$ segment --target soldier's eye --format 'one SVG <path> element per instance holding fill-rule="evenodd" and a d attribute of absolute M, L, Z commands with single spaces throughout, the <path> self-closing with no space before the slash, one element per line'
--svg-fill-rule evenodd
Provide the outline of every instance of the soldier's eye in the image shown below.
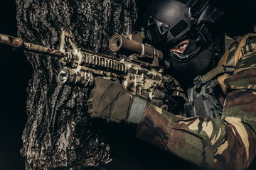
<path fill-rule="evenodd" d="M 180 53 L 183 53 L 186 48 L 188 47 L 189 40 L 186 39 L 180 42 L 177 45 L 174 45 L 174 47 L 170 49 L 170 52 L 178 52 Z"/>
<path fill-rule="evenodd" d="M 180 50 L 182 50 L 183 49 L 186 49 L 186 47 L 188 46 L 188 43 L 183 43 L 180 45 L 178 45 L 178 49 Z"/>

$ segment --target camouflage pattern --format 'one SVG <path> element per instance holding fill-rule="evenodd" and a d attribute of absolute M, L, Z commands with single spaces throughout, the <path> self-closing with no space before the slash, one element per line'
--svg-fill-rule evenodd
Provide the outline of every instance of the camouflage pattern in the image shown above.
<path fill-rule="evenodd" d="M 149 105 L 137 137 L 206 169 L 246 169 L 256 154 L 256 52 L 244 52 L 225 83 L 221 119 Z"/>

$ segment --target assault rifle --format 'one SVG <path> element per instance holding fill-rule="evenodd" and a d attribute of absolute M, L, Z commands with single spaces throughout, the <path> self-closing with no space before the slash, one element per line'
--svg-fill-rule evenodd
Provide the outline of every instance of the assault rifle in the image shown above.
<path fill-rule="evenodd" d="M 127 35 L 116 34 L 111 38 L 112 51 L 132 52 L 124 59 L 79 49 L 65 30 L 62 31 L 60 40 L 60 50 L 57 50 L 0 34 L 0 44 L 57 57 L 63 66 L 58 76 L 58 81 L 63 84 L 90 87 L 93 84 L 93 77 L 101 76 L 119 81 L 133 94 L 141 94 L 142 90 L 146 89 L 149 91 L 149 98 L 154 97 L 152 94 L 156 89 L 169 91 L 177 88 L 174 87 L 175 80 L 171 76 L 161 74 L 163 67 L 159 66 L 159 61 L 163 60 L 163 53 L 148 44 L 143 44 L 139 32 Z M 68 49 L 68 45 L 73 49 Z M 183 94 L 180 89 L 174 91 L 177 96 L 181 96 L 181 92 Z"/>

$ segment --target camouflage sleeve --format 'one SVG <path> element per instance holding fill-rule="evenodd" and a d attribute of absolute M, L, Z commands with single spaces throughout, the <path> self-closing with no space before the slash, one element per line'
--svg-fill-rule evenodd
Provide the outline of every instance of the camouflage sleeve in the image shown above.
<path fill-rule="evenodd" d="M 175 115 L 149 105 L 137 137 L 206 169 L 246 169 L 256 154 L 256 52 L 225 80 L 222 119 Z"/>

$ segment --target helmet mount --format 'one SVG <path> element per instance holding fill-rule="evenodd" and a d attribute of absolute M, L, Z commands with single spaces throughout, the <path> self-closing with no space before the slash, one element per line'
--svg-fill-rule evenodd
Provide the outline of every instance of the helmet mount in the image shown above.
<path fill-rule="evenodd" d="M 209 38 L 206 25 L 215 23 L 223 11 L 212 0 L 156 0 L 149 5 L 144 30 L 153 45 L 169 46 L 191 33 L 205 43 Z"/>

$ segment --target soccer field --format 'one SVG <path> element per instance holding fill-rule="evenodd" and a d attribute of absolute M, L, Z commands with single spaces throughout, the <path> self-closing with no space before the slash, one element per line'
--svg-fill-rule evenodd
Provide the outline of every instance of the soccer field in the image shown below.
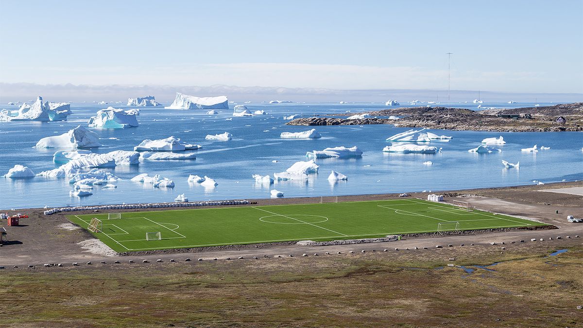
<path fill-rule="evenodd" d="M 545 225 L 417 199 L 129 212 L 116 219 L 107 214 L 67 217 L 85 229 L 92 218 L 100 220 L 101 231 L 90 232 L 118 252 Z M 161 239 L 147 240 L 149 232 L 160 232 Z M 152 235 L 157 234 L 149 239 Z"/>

YOUR INSTRUCTIONS - Every record above should be transcribed exactly; the pictures stay out of the copy.

EXERCISE OUTPUT -
$ segment --target soldier's eye --format 'one SVG <path> element per instance holding fill-rule="evenodd" and a d attribute of absolute M, L, Z commands with single spaces throughout, the <path> self-closing with no space before the slash, one element per line'
--svg-fill-rule evenodd
Provide the outline of every instance of the soldier's eye in the image shown below.
<path fill-rule="evenodd" d="M 180 53 L 183 53 L 186 48 L 188 47 L 189 40 L 186 39 L 180 42 L 177 45 L 174 45 L 174 47 L 170 49 L 170 52 L 178 52 Z"/>
<path fill-rule="evenodd" d="M 180 50 L 182 50 L 183 49 L 186 49 L 186 47 L 188 46 L 188 43 L 183 43 L 180 45 L 178 45 L 178 49 Z"/>

$ segment --target camouflage pattern --format 'one SVG <path> element per instance holding fill-rule="evenodd" and a d attribute of absolute M, L, Z commands with single spaces throughout, the <path> self-closing with no space before the slash, one element per line'
--svg-fill-rule evenodd
Provide the outline of every instance of the camouflage pattern in the image shown above.
<path fill-rule="evenodd" d="M 149 105 L 137 137 L 206 169 L 246 169 L 256 154 L 256 52 L 244 52 L 225 83 L 221 119 Z"/>

$ segment --target assault rifle --format 'one SVG <path> element per instance holding fill-rule="evenodd" and a d attribute of absolute M, L, Z commands with single spaces throughout, the <path> self-closing with no space before the slash, one element per line'
--svg-fill-rule evenodd
Provide the outline of every instance of the assault rifle in the image shown above.
<path fill-rule="evenodd" d="M 127 35 L 116 34 L 111 38 L 112 51 L 132 52 L 124 59 L 79 49 L 65 30 L 62 31 L 60 40 L 60 50 L 57 50 L 0 34 L 0 44 L 57 57 L 63 66 L 58 76 L 58 81 L 63 84 L 90 87 L 93 84 L 93 77 L 101 76 L 119 81 L 133 94 L 141 94 L 142 90 L 146 89 L 149 91 L 149 98 L 154 97 L 152 94 L 156 89 L 169 91 L 177 88 L 174 87 L 175 80 L 171 76 L 161 74 L 163 67 L 159 66 L 159 61 L 163 60 L 163 53 L 148 44 L 143 44 L 139 32 Z M 68 49 L 68 45 L 73 49 Z M 183 94 L 180 89 L 174 91 L 177 96 L 181 96 L 181 92 Z"/>

$ segment --target camouflage sleeve --format 'one SVG <path> element per instance holding fill-rule="evenodd" and a d attribute of absolute M, L, Z commands with single spaces throughout, the <path> self-closing with no space before the slash, one element per line'
--svg-fill-rule evenodd
Provide the outline of every instance of the camouflage sleeve in the image shown above.
<path fill-rule="evenodd" d="M 175 115 L 149 105 L 137 137 L 206 169 L 246 169 L 256 154 L 256 52 L 225 80 L 222 119 Z"/>

$ segment --target helmet mount --format 'one SVG <path> element per instance holding fill-rule="evenodd" and a d attribute of absolute M, L, Z commands with single spaces throughout, the <path> self-closing with no space before the slash, one element per line'
--svg-fill-rule evenodd
Provide the outline of every instance of the helmet mount in the image shown above.
<path fill-rule="evenodd" d="M 209 38 L 206 25 L 215 23 L 223 11 L 212 0 L 156 0 L 149 5 L 144 30 L 153 45 L 169 46 L 191 33 L 205 43 Z"/>

$ segment --target soccer field --format 'one SVG <path> element per instance holding fill-rule="evenodd" and a d attribute of absolute M, L, Z commands with single spaces throughout, the <path> self-closing with no space before the slash, one element per line'
--svg-fill-rule evenodd
Provide the outline of every instance of the soccer field in the image shown below.
<path fill-rule="evenodd" d="M 545 225 L 417 199 L 129 212 L 116 219 L 107 214 L 67 217 L 85 229 L 92 218 L 100 220 L 101 231 L 90 232 L 118 252 Z M 161 239 L 147 240 L 149 232 L 160 232 Z M 152 235 L 157 234 L 149 239 Z"/>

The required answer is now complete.